**Problem statement**
Set down, word for word, the stretch of lines from the one containing "In this exercise you will mark the dark" to the end of the records below.

**Dataset entries**

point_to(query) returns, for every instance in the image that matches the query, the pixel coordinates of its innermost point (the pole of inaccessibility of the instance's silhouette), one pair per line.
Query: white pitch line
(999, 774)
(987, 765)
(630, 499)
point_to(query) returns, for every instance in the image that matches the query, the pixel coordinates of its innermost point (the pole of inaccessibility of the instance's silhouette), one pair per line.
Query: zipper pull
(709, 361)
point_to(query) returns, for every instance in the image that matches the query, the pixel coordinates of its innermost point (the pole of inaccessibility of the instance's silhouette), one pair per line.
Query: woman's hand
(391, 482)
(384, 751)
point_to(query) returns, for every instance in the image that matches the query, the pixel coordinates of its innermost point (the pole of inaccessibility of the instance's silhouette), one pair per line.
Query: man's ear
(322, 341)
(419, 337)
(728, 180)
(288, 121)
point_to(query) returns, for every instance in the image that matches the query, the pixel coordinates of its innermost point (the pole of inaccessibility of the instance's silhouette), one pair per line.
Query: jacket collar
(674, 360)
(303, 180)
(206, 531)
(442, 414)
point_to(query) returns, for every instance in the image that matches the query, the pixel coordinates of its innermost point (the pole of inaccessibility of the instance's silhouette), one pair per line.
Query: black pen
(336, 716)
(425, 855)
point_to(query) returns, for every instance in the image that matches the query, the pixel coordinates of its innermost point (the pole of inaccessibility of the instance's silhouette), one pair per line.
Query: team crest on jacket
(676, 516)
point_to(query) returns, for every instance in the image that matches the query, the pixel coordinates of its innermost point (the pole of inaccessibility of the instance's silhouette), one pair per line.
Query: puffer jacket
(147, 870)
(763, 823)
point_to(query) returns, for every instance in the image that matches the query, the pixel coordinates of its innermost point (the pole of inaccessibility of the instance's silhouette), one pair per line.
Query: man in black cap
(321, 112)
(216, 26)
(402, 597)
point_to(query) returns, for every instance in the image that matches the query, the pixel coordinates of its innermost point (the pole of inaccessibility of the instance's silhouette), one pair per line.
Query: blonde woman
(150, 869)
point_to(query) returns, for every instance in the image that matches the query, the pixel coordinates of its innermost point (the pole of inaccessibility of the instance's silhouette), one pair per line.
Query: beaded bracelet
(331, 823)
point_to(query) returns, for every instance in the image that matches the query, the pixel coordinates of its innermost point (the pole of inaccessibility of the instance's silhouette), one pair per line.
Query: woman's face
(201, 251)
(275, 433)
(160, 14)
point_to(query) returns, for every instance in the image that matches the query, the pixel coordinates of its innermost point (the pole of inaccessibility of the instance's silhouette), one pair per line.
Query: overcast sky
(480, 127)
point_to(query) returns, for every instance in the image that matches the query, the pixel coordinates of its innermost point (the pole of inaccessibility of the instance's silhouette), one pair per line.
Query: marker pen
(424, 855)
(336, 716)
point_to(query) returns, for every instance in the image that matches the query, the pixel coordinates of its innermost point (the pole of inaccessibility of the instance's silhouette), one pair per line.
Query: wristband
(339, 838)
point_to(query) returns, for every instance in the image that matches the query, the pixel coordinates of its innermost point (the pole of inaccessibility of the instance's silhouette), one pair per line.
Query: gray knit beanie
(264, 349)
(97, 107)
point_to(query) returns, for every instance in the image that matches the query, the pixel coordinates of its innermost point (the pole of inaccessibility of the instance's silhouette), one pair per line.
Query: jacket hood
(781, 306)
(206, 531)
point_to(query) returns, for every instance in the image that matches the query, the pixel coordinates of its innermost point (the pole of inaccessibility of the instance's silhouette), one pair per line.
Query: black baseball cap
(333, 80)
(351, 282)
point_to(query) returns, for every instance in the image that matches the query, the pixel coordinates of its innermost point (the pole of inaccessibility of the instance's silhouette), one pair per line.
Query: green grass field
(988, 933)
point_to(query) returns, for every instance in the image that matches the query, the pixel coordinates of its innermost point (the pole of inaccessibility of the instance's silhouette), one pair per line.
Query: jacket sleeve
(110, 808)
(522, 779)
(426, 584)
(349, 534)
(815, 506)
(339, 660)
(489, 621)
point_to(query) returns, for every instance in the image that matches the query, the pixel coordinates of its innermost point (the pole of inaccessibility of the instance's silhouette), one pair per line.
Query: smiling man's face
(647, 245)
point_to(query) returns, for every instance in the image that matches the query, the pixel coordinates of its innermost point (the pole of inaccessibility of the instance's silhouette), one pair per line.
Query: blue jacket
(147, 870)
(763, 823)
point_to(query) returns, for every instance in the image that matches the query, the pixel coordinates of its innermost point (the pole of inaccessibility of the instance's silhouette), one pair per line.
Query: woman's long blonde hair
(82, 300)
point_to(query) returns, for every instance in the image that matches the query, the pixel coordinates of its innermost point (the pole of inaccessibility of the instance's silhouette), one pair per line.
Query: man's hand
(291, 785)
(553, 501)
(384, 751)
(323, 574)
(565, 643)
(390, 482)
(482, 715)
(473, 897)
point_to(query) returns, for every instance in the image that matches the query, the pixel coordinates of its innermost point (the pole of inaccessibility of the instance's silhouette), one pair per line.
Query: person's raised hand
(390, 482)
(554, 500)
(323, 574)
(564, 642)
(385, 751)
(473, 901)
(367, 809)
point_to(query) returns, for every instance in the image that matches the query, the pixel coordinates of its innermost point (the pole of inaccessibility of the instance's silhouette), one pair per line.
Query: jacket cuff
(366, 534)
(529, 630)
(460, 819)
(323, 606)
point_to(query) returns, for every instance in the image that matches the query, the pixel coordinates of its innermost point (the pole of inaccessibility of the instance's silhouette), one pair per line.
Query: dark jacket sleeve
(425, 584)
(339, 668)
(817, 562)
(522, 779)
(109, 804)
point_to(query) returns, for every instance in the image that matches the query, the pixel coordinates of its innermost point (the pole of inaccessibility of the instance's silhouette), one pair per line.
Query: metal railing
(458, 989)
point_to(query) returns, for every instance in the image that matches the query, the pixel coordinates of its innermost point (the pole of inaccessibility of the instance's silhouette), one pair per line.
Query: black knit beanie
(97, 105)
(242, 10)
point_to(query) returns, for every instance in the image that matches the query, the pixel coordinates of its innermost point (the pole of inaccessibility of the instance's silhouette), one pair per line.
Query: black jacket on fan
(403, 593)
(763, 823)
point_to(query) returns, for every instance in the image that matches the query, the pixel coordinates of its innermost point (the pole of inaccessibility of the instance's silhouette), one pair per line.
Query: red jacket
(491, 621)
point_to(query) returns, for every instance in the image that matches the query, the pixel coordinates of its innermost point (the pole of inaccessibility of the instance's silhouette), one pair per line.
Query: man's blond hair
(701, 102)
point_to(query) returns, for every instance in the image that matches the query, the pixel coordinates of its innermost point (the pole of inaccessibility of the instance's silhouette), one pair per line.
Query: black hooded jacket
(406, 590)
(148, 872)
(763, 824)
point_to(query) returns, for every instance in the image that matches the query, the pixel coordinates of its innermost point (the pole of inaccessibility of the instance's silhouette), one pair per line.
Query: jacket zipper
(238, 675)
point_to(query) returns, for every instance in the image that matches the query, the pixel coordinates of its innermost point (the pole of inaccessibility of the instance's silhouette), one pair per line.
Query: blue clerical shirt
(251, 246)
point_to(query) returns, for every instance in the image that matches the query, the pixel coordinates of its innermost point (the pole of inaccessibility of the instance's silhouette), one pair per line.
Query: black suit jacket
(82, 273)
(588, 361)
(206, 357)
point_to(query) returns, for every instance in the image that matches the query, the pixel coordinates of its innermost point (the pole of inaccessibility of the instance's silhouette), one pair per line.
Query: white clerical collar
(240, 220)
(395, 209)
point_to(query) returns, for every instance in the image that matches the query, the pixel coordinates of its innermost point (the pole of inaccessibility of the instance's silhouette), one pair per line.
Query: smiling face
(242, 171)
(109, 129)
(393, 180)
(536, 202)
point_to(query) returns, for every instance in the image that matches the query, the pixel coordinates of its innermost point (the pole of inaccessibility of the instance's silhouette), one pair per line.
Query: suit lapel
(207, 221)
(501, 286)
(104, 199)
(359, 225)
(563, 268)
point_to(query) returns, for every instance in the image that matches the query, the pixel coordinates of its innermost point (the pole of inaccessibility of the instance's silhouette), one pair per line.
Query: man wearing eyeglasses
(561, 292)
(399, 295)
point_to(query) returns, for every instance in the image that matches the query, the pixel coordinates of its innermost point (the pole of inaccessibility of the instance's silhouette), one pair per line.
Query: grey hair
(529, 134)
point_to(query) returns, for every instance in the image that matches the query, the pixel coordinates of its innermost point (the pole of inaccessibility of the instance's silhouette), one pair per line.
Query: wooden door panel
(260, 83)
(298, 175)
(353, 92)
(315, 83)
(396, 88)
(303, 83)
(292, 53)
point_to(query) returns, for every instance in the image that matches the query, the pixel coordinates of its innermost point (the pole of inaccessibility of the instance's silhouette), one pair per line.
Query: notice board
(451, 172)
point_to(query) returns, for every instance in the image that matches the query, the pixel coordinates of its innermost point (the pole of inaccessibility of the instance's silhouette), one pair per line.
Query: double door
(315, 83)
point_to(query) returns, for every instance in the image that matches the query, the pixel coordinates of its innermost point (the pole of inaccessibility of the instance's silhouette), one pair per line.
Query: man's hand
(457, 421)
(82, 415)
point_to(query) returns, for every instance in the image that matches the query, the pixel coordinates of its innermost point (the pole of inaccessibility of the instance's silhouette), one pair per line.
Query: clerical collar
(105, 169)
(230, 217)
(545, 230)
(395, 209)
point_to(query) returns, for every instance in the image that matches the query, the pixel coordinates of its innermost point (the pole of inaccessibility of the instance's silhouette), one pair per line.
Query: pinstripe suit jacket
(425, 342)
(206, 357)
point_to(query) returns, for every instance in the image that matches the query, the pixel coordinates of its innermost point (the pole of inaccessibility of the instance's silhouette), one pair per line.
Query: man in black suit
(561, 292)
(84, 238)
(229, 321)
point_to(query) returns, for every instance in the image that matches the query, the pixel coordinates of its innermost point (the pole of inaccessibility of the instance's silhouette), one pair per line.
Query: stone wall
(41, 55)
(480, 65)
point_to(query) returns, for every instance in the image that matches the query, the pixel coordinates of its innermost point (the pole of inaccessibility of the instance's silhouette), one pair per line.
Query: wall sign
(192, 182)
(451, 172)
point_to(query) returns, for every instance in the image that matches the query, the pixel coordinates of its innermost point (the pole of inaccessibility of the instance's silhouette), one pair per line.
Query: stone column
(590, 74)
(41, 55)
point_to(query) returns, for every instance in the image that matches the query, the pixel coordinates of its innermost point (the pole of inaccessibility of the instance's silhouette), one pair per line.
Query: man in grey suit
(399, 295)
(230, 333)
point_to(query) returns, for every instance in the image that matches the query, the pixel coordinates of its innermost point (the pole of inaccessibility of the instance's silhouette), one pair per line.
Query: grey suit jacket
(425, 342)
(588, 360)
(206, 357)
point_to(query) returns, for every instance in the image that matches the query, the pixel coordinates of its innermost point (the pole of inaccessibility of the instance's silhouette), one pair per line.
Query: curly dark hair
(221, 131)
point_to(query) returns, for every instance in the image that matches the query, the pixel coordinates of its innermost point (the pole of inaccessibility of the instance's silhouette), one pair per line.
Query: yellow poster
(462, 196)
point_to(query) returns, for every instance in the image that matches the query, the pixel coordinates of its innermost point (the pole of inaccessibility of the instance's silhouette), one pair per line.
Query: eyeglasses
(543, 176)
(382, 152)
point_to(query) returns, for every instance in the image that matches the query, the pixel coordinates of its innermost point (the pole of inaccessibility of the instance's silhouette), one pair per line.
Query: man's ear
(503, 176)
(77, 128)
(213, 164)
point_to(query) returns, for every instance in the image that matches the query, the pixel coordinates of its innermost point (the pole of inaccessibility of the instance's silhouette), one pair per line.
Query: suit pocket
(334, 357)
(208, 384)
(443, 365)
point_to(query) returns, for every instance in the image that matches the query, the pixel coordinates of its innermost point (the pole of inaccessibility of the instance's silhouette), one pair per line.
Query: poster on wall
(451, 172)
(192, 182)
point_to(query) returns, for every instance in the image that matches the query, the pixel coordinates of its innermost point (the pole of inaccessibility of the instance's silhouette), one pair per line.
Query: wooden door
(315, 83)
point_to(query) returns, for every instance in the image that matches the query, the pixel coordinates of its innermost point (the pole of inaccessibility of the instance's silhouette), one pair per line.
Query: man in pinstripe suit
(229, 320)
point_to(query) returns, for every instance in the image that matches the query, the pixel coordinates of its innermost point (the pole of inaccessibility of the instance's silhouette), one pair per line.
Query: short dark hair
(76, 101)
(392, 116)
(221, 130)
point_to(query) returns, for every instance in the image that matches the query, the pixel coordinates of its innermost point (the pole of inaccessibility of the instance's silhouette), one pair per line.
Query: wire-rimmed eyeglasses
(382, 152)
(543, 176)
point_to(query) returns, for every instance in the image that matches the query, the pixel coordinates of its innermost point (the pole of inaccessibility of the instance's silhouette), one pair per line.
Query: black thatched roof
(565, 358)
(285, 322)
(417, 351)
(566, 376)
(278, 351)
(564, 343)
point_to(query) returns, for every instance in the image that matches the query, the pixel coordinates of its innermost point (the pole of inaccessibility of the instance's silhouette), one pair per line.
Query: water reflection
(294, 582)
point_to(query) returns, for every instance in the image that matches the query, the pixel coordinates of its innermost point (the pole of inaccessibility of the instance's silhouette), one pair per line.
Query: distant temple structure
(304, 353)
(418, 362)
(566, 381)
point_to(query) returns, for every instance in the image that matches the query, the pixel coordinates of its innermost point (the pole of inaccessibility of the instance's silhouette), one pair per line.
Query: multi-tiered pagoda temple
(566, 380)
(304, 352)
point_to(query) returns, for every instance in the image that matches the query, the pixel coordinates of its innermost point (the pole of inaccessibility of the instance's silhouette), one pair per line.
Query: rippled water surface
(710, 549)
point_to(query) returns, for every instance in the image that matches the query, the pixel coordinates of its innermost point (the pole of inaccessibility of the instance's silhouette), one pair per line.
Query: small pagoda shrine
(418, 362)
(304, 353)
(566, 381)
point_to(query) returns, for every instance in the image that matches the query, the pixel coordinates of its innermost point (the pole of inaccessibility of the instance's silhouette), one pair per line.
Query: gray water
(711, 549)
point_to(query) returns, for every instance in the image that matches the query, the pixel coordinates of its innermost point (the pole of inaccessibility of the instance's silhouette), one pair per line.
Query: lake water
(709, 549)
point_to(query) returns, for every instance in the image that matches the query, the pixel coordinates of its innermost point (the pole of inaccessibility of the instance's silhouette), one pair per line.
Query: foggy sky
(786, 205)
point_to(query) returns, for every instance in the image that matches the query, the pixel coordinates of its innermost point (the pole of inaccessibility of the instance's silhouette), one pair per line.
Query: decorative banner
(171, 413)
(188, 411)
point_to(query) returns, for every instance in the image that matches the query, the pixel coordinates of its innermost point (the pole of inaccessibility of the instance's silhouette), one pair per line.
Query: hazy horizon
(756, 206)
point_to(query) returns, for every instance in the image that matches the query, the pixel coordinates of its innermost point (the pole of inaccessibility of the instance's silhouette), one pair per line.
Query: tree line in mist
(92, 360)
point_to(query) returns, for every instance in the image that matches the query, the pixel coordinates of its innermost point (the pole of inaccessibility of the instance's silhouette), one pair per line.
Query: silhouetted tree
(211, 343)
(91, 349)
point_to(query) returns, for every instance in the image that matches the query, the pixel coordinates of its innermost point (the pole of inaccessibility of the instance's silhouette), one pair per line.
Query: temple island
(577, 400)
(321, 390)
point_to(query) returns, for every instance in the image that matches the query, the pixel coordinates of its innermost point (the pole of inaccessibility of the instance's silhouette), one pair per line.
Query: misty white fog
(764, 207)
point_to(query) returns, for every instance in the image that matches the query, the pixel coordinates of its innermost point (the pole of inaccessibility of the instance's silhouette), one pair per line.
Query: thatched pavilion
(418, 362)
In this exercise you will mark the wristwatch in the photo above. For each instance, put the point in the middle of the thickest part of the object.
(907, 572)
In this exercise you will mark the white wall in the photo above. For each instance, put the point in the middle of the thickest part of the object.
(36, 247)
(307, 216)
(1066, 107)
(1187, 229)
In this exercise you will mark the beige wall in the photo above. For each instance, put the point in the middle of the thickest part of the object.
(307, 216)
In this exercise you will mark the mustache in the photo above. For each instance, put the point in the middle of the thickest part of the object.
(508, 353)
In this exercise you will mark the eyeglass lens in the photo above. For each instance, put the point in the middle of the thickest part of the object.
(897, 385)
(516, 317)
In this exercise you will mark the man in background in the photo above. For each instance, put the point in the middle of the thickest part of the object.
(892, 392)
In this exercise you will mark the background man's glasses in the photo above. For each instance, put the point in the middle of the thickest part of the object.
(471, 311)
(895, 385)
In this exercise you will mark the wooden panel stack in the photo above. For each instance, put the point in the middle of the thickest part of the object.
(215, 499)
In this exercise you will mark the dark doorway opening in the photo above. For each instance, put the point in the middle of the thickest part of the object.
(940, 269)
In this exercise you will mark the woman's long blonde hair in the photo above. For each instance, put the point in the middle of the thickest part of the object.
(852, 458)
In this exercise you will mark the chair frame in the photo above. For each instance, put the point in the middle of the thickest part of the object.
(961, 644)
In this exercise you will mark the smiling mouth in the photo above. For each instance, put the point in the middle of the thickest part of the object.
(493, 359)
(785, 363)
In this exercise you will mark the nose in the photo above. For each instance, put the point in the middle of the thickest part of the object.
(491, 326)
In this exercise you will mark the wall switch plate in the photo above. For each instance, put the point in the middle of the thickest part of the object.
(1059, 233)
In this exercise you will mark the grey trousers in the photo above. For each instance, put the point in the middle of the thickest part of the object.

**Answer to this problem**
In this exercise you will mark the dark doorway opening in the photo above. For each instance, put the point in the middle of the thickest part of the object.
(940, 269)
In this exercise you will mark the woman's long blonde hair in the photo above. For each instance, put the point in the middle of the thickest part of the object.
(852, 458)
In this exercise you will mark the chair frame in the photo above. For each instance, put the point in the middle of the thickest part of the object.
(961, 644)
In this exercise you will mark the smiling mouth in the photo above. For each instance, put the point in the middle of the thickest part of the object.
(493, 359)
(785, 363)
In this exercise you will mark the nose in the photo above. For each instance, put the point in the middle of the thickest part of the object.
(491, 326)
In this exercise you will mark the wall switch plate in the photo above. For each instance, put the point in the middle of the thickest part of the object.
(1059, 233)
In this exercise you will mark the grey trousers in the photo above. For each instance, put the point in the middle of the thickest part of the object.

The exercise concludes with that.